▸ Exercise materials
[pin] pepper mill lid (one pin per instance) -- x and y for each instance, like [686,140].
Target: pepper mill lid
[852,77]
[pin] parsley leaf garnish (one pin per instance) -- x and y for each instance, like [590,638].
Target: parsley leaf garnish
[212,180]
* * *
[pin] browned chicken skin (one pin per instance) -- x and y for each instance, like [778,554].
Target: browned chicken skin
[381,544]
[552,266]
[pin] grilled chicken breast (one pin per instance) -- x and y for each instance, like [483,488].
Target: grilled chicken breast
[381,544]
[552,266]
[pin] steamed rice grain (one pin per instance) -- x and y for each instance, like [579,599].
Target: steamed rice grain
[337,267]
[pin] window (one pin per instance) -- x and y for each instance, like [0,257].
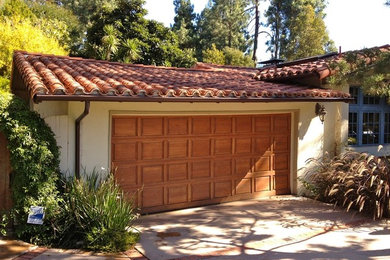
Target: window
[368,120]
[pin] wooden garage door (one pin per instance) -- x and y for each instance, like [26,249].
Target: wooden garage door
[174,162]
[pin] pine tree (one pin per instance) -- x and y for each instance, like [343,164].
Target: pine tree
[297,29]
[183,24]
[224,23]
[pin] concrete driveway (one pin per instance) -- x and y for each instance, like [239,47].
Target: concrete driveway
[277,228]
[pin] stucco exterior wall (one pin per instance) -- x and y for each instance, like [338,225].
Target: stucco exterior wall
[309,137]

▸ Directions for this task
Collect every line of the data above that contains the word "exterior".

▸ Finished exercise
[pin] stucco exterior wall (one pin per instance) -- x and y for each instance, like [338,225].
Target: stucco exterior wall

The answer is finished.